Texto apresentado —
○ ○ ○ ○

Durante a campanha à Presidência da República, Jair Bolsonaro (PSL) prometeu um governo com muitos militares. Não ficou só na retórica. Até o momento, nomeou sete integrantes das Forças Armadas para o cargo de ministro, quase um terço. Em números absolutos, iguala a quantidade de fardados nos ministérios anunciados pelo segundo governo da ditadura que vigorou no Brasil de 1964 a 1985. E supera o número de militares ministros que tomaram posse junto com os quatro outros generais-presidentes.
Ou seja, Bolsonaro tem tantos ou mais nomes das Forças Armadas no primeiro escalão quanto seus colegas presidentes que atuaram no regime militar. A diferença é que ele encabeça um governo eleito democraticamente. Os ex-fardados equivalem a 32% dos 22 ministérios, sem levar em conta que o próprio Bolsonaro é capitão da reserva do Exército e o vice, Hamilton Mourão, era general da ativa até o início deste ano.

○ ○ ○ ○

Tarefa proposta —
Transcreva, sem mudar nada, o trecho do texto sobre os ministros militares de Bolsonaro que começa nas palavras com "Ou seja, Bolsonaro" e vai até "início deste ano.".

Dados fornecidos —

○ ○ ○ ○

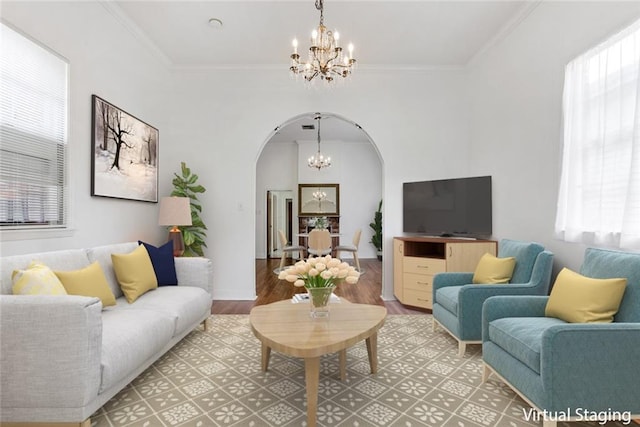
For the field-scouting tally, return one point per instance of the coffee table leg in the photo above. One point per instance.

○ ○ ○ ○

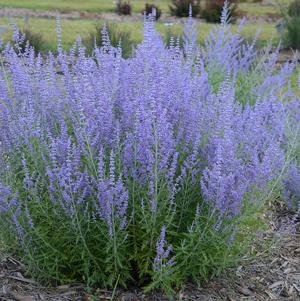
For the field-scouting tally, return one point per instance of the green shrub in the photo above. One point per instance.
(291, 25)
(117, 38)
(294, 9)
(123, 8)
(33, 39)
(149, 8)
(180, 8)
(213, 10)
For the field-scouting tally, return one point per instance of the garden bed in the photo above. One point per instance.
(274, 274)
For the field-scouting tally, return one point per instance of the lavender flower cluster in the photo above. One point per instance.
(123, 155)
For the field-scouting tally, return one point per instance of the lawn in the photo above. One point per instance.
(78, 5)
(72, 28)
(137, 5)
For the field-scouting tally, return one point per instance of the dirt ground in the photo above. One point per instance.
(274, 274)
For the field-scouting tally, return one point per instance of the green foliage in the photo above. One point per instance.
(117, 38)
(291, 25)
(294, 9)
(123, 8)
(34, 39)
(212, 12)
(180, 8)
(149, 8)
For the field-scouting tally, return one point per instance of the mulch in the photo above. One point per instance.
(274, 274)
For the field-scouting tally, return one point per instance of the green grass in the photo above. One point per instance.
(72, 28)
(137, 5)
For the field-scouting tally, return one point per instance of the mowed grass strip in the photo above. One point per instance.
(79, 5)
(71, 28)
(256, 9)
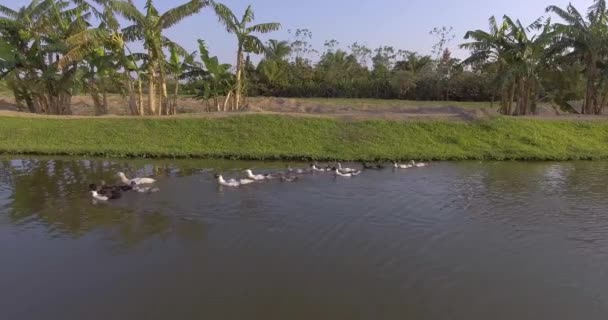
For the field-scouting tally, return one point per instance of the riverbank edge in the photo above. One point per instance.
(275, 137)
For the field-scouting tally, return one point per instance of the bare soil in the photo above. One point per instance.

○ ○ ○ ○

Tarefa concluída —
Ou seja, Bolsonaro tem tantos ou mais nomes das Forças Armadas no primeiro escalão quanto seus colegas presidentes que atuaram no regime militar. A diferença é que ele encabeça um governo eleito democraticamente. Os ex-fardados equivalem a 32% dos 22 ministérios, sem levar em conta que o próprio Bolsonaro é capitão da reserva do Exército e o vice, Hamilton Mourão, era general da ativa até o início deste ano.